Supplied passage:
One or more embodiments relate to a display apparatus in which a high-quality image may be displayed with a high aperture ratio.

In general, display apparatuses such as organic light-emitting display apparatuses may include thin-film transistors, connection electrodes, and wirings that are arranged in each subpixel to control the luminance of each subpixel. The thin-film transistors, connection electrodes, and wirings may form a multilayer structure.

However, display apparatuses of the related art may have unintended luminance non-uniformity or may have defects during a manufacturing process.

One or more embodiments include a display apparatus in which a high-quality image may be displayed with a high aperture ratio. However, the above aspect is just an example, and the scope of the disclosure is not limited thereto.

Additional aspects will be set forth in part in the description which follows and, in part, will be apparent from the description, or may be learned by practice of the presented embodiments of the disclosure.

According to one or more embodiments, a display apparatus may include a bottom metal layer including a power line and a data line each of which extends in a first direction, an active layer disposed over the bottom metal layer and including a semiconductor material, a gate layer disposed over the active layer and including gate electrodes each of which overlaps a portion of the active layer, a first source-drain layer disposed over the gate layer and including a scan line extending in a second direction intersecting the first direction, a second source-drain layer disposed over the first source-drain layer and including a common voltage line having a portion extending in the first direction and a portion extending in the second direction, and a pixel electrode layer disposed over the second source-drain layer and including a pixel electrode.

The portion of the common voltage line which extends in the first direction and the portion of the common voltage line which extends in the second direction may be integral with each other.

The common voltage line may have a mesh shape in a plan view.

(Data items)
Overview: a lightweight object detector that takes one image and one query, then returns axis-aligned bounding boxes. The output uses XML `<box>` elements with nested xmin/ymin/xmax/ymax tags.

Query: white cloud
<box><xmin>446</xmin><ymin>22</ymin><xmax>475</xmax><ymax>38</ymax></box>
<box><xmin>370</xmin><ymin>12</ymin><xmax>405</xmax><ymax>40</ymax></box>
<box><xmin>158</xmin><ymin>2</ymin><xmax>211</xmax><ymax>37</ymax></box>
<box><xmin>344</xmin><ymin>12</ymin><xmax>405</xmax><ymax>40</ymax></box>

Problem to solve: Return the display apparatus passage in full, word for word.

Solved exercise:
One or more embodiments relate to a display apparatus in which a high-quality image may be displayed with a high aperture ratio.

In general, display apparatuses such as organic light-emitting display apparatuses may include thin-film transistors, connection electrodes, and wirings that are arranged in each subpixel to control the luminance of each subpixel. The thin-film transistors, connection electrodes, and wirings may form a multilayer structure.

However, display apparatuses of the related art may have unintended luminance non-uniformity or may have defects during a manufacturing process.

One or more embodiments include a display apparatus in which a high-quality image may be displayed with a high aperture ratio. However, the above aspect is just an example, and the scope of the disclosure is not limited thereto.

Additional aspects will be set forth in part in the description which follows and, in part, will be apparent from the description, or may be learned by practice of the presented embodiments of the disclosure.

According to one or more embodiments, a display apparatus may include a bottom metal layer including a power line and a data line each of which extends in a first direction, an active layer disposed over the bottom metal layer and including a semiconductor material, a gate layer disposed over the active layer and including gate electrodes each of which overlaps a portion of the active layer, a first source-drain layer disposed over the gate layer and including a scan line extending in a second direction intersecting the first direction, a second source-drain layer disposed over the first source-drain layer and including a common voltage line having a portion extending in the first direction and a portion extending in the second direction, and a pixel electrode layer disposed over the second source-drain layer and including a pixel electrode.

The portion of the common voltage line which extends in the first direction and the portion of the common voltage line which extends in the second direction may be integral with each other.

The common voltage line may have a mesh shape in a plan view.